WORK REQUEST:
When you print the records below, keep every word exact and leave out the images.

(Stored records)
********************
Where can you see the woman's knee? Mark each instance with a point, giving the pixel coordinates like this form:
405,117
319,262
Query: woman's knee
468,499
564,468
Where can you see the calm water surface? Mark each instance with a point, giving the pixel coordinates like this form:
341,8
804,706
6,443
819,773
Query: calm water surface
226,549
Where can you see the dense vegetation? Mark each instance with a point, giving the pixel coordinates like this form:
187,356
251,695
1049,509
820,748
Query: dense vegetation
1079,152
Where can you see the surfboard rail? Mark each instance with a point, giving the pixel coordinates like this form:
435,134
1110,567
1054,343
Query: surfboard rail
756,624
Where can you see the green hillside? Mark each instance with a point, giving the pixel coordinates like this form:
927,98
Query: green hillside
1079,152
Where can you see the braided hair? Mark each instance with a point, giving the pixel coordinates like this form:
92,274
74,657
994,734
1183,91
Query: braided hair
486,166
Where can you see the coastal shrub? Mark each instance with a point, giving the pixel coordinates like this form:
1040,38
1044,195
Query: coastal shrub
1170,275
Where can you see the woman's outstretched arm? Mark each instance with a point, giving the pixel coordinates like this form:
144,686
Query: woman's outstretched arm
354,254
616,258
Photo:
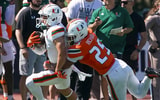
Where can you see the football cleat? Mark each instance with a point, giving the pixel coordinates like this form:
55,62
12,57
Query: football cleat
151,73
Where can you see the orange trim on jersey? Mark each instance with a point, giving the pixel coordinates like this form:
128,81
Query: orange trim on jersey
113,93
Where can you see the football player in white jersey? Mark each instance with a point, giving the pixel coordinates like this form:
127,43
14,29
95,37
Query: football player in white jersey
55,74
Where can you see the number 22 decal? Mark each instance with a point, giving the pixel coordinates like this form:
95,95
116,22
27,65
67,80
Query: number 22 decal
97,55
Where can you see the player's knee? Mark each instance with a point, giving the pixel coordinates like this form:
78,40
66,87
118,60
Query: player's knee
29,82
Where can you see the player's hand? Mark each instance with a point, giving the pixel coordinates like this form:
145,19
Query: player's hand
34,38
47,65
62,75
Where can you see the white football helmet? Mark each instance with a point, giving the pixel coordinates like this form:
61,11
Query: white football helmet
53,15
76,31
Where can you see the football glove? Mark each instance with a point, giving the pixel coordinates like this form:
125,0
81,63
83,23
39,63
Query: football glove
61,75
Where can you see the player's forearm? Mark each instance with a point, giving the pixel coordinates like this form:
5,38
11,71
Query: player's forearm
143,40
19,39
60,63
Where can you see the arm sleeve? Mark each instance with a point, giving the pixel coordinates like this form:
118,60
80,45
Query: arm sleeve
10,14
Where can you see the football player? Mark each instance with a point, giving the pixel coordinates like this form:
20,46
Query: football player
55,74
87,48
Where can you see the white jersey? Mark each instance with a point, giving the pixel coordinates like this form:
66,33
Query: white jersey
53,33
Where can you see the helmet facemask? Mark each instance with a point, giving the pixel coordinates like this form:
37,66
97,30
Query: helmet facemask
77,30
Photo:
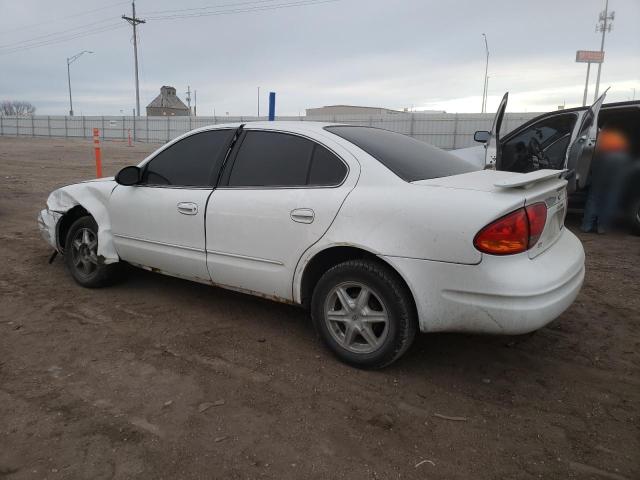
********************
EXERCISE OUTPUT:
Where can you see the woman's knee? Mark each instance with a point, giving the pixel coordinates like this form:
405,117
319,262
Query: woman's knee
468,499
564,468
Where can you see the calm water surface? Mark each instance with a point, giving the pixel coordinates like this form:
341,8
804,706
6,443
819,773
Query: calm water surface
226,549
Where can you see the dense vegetation? Mark each instance with a point, giving the pixel coordinates like this form:
187,356
251,695
1049,509
820,748
Query: dense vegetation
1079,152
Where can you see the surfboard rail? Mark each instance with a point, giving the pixel coordinates like this form:
435,134
1110,567
1054,343
Query: surfboard rail
756,624
Where can you see the green hillside? Mark each instance with a point, giving the pixel coordinates like this form:
927,98
Query: green hillside
1079,152
Where can you see the braided hair? Mark each instance with a point, giving the pixel coordinates like this form:
92,274
74,657
994,734
1183,91
Query: braided hair
486,166
Where can you see the coastal shrub? Mark each instance with a point, giving the pixel coordinates like this form:
1040,38
1044,195
Query: coastal shrub
1170,275
Where can you see the woman's outstretched arm? Mark each instance with a point, giving the pixel coordinates like this form:
144,686
Query: woman's outstretched arm
354,254
616,258
Photo:
Where can you see the football cleat? Mark each instance with a point, giving the pixel coordinates like this form:
55,62
12,57
Query: football cleat
151,73
Where can you see the orange trim on jersey? Mark each instance with a point, giving the pixel coordinates like this form:
128,81
Query: orange trim on jersey
113,93
Where can you see the football player in white jersey? Mark each instance with a point, giving the pixel coordinates like this form:
127,43
14,29
95,37
Query: football player in white jersey
55,74
Where can you see the number 22 decal? Mark each instance with a point, giving the pixel coordinates like this form:
95,95
116,22
27,65
67,80
Query: number 22 decal
97,55
Where can you see the player's knee? Mark each instance with a point, giving the pixel coordinates like this form:
78,40
66,87
118,60
Query: player's knee
29,82
Where can you see the player's hand? Mark each instance with a point, giving the pixel coordinates like this form:
145,19
Query: player's hand
34,38
47,65
62,75
Where can you see the white football helmet? Mark each instance with a point, giving the pixel coordinates like this form:
61,11
Query: white football helmet
53,15
76,31
Where can you see the football glove? Mark each instance with a point, giving the pixel coordinates like this form:
125,0
81,63
83,23
39,63
Query: football glove
61,75
Where can you see the player's forearm? Mark each instance with a point, giving the pixel coordinates like this form:
5,38
11,71
Query: player's forearm
143,40
19,39
60,63
Where can you see the arm sleeve? Mark each instance with a point, giving the pixel coordinates like this form:
118,60
80,45
Query: arm sleeve
10,14
Where can you see the football player? Mark each instance with a point, giving the pixel coordinates like this form:
20,46
Query: football player
55,74
87,48
Where can you see the white jersey? Mark each instance with a point, giving the pixel coordinates like this form:
66,33
Query: white jersey
53,33
Where can you see the helmet facemask? Mark each instance with a point, giving the pixel coordinates like this form:
37,66
97,30
Query: helmet facemask
77,30
Photo:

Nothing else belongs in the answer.